### AIM
Reproduce word for word the lines below, starting at the line that contains "Per instance of the green-tinged" and continuing through the final line.

(Pointing lines for named objects)
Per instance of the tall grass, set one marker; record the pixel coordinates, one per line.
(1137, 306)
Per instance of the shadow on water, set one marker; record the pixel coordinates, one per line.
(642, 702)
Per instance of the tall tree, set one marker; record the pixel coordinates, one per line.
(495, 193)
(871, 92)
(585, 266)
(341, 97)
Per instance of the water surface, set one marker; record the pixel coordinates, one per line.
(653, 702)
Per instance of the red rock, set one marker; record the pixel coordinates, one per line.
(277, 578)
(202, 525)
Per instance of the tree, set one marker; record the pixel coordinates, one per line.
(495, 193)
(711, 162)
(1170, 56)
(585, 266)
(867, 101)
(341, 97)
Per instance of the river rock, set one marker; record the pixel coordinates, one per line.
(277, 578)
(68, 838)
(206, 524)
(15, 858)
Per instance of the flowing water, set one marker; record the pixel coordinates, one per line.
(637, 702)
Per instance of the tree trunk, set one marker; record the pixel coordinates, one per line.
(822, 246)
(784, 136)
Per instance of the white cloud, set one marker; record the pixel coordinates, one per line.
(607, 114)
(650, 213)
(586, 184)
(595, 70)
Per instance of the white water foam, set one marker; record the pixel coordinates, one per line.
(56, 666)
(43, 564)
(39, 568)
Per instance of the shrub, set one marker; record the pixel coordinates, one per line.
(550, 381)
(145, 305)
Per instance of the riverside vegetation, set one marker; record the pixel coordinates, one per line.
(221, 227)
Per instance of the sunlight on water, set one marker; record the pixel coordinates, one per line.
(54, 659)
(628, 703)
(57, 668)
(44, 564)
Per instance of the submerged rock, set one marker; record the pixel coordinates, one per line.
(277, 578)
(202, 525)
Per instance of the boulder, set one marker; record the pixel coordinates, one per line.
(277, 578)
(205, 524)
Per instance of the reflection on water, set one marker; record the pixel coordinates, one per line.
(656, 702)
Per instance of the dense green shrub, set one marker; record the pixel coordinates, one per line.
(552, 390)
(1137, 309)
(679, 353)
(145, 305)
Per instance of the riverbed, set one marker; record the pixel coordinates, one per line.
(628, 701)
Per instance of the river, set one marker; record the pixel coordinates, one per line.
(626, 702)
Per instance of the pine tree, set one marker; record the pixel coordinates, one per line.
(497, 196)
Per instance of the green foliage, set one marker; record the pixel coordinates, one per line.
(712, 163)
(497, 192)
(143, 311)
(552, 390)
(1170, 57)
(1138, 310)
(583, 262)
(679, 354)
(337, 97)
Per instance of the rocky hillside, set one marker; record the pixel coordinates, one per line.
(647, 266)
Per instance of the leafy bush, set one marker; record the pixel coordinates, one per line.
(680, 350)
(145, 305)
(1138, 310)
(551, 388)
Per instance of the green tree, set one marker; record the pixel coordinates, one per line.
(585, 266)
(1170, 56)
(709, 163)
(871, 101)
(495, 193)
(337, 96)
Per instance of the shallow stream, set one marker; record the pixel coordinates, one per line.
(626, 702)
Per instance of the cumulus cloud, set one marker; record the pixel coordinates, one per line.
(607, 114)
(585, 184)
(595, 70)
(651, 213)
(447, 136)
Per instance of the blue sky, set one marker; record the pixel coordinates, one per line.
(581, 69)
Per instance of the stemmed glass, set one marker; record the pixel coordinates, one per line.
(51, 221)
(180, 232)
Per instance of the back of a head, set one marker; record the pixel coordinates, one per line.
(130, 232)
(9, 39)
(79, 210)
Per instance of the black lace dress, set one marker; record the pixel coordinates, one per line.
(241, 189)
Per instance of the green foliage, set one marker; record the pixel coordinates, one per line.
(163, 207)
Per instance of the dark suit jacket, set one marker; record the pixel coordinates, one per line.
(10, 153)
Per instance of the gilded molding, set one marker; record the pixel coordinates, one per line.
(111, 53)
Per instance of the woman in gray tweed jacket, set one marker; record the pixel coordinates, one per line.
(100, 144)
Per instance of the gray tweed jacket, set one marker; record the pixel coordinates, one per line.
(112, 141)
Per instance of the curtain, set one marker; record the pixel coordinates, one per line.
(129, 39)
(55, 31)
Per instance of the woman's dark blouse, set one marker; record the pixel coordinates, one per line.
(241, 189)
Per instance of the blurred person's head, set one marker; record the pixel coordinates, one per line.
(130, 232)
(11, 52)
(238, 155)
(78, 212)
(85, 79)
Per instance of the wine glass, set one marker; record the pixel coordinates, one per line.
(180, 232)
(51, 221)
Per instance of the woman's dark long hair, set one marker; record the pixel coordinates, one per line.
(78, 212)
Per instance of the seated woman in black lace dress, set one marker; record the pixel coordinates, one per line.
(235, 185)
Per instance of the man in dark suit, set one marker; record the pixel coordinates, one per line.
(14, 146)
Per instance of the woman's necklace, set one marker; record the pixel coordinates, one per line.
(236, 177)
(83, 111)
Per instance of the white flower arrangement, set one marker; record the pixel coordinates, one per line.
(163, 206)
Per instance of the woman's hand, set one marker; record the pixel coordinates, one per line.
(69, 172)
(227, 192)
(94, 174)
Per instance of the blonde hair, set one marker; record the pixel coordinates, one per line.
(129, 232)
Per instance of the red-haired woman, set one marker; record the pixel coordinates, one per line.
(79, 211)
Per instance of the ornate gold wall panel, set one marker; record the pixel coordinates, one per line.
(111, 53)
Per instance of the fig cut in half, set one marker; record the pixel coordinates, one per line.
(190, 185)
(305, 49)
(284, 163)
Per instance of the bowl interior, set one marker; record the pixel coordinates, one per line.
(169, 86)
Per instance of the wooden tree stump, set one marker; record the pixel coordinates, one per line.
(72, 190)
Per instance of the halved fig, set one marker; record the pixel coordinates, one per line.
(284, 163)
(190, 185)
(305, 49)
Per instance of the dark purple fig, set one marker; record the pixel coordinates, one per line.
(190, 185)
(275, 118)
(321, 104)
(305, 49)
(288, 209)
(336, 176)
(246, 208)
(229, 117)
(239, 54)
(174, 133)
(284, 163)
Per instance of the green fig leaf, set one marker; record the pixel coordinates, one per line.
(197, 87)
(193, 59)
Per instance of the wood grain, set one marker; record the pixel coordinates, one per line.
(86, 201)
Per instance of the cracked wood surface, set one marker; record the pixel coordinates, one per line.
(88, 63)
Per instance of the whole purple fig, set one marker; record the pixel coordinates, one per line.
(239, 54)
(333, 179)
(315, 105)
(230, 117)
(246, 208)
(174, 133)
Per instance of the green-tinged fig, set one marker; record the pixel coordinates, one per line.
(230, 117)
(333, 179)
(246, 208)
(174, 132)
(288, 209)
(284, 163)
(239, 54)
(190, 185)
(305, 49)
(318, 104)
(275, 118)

### EXPECTED OUTPUT
Per instance of the green-tinged fig, set one marker; record the pixel coordinates, one per line.
(230, 117)
(333, 179)
(246, 208)
(174, 132)
(288, 209)
(284, 163)
(239, 54)
(190, 185)
(305, 49)
(318, 104)
(275, 118)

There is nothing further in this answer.